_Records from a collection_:
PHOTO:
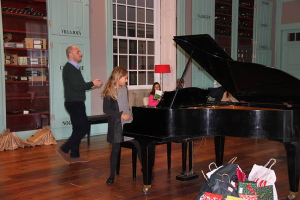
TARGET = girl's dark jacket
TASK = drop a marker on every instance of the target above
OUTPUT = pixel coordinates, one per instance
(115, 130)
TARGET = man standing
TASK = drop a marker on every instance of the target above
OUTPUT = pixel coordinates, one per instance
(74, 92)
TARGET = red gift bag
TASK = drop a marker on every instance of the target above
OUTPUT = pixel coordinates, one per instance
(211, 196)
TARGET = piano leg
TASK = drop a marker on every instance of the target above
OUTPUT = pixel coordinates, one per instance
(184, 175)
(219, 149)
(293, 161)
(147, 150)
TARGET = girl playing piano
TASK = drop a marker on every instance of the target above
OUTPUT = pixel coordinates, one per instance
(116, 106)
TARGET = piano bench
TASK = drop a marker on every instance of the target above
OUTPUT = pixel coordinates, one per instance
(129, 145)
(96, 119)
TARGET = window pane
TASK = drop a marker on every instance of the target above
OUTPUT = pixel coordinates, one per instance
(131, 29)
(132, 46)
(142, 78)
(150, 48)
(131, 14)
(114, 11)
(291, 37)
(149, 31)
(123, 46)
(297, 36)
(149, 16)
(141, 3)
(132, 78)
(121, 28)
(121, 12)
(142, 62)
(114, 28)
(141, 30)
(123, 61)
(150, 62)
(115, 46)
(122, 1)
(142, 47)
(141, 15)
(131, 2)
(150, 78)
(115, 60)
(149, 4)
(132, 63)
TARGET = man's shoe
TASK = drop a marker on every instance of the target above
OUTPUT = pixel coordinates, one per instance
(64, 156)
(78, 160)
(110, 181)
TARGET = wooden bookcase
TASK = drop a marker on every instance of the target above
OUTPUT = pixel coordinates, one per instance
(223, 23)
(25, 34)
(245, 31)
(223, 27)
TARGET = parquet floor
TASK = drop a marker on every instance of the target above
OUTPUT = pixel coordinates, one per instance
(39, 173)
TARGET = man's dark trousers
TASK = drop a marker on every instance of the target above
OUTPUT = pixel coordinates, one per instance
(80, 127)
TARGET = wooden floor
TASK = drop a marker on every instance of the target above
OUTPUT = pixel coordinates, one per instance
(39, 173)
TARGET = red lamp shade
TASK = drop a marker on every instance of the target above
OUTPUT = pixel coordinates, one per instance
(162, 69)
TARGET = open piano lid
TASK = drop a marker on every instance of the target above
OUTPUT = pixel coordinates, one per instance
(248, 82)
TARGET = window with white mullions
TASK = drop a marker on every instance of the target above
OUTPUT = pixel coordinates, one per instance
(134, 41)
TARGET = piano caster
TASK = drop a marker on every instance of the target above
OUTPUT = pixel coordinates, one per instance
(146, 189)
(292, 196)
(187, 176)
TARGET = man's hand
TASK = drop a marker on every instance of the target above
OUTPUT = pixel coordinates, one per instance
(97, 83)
---
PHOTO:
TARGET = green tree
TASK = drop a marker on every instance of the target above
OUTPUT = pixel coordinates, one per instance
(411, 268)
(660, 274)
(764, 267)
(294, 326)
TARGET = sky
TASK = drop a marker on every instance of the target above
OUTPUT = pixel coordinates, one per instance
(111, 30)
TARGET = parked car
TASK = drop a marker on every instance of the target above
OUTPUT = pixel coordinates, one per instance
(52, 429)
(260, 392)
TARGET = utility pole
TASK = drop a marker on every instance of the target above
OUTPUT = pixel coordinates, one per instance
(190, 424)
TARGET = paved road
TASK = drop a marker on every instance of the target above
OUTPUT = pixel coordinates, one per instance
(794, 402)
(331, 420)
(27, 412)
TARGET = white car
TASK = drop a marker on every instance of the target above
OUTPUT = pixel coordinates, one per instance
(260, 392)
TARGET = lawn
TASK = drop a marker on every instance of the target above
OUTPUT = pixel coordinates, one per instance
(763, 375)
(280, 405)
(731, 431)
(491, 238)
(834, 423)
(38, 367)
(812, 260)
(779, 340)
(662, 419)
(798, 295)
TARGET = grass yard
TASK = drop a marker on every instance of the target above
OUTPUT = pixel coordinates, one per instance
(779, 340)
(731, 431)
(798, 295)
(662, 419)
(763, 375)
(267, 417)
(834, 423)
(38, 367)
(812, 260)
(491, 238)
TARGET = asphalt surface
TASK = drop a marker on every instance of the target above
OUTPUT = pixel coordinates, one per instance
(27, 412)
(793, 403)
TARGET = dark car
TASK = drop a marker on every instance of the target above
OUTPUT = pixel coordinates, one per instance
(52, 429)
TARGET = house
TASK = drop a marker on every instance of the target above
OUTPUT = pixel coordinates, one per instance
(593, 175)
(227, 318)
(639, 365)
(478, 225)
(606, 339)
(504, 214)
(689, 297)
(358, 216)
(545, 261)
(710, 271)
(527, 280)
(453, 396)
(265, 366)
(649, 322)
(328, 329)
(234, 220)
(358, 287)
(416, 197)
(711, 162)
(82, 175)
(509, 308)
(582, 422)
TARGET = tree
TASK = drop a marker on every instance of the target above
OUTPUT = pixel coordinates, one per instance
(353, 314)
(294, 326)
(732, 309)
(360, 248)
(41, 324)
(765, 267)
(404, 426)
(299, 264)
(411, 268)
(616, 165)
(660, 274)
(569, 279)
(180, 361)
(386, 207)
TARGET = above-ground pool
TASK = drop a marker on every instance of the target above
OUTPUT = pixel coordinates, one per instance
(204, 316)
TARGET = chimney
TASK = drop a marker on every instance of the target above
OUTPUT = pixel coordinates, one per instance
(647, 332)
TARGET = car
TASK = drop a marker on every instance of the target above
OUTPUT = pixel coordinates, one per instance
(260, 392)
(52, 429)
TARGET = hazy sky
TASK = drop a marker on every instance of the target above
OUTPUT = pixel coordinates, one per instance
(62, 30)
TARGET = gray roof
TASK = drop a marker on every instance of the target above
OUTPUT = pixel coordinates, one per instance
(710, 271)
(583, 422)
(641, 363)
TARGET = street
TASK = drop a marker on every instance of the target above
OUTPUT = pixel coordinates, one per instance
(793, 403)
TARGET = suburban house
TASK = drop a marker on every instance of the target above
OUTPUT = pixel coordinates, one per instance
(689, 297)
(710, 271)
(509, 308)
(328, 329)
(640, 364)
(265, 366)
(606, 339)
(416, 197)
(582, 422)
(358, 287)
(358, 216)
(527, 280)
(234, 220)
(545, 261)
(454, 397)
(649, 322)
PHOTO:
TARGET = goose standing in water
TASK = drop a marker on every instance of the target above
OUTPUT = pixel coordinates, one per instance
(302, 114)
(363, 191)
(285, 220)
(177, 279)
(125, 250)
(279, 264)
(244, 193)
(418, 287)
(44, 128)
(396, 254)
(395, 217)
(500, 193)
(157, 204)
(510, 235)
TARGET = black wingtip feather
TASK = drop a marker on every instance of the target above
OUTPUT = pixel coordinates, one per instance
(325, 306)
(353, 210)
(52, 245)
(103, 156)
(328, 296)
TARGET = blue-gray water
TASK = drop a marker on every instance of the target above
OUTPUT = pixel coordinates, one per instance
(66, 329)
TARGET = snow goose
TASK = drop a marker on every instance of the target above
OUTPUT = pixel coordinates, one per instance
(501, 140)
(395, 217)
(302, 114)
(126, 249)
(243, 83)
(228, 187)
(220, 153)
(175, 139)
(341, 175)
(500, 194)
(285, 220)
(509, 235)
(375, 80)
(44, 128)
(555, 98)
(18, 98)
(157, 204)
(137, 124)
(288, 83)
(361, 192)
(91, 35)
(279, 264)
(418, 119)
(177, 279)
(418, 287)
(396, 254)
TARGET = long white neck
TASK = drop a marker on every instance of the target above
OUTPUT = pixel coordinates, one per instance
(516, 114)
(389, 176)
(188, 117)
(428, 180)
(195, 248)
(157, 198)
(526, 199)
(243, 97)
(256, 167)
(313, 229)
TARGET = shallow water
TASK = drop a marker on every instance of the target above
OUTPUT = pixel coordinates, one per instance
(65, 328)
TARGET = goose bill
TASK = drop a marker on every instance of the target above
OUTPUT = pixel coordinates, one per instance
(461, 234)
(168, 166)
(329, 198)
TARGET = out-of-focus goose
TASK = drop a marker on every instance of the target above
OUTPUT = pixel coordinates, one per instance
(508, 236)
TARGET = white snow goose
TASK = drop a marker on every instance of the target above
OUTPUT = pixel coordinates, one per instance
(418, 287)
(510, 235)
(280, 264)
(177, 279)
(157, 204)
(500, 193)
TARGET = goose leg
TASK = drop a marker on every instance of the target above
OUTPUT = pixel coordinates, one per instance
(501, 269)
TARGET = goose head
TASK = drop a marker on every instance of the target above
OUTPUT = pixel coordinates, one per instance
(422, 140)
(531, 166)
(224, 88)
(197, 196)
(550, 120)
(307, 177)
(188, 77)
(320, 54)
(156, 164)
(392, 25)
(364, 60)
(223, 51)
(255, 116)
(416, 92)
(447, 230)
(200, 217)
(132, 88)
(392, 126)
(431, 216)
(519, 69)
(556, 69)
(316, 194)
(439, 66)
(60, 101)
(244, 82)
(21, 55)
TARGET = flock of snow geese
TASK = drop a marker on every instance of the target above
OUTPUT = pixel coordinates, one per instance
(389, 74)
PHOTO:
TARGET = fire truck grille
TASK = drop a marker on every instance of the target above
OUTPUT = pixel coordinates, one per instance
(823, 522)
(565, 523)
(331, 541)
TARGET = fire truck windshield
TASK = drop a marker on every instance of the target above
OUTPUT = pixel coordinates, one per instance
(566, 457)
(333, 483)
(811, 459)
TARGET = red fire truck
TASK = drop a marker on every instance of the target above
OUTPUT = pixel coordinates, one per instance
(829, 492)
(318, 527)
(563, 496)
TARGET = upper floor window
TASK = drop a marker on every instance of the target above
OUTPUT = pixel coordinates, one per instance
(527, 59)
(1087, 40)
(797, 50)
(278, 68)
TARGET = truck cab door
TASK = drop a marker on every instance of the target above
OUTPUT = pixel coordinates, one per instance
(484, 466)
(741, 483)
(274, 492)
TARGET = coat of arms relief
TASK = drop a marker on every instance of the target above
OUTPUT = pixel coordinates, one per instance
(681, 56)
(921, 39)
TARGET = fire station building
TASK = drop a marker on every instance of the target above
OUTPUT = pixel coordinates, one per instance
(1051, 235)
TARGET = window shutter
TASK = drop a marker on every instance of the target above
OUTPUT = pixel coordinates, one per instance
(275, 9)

_TASK_: Which lines in the rows above contain the string "gray"? Show every one of them in full.

_REPLY TO THE TASK_:
TARGET = gray roof
TARGET = blue-gray water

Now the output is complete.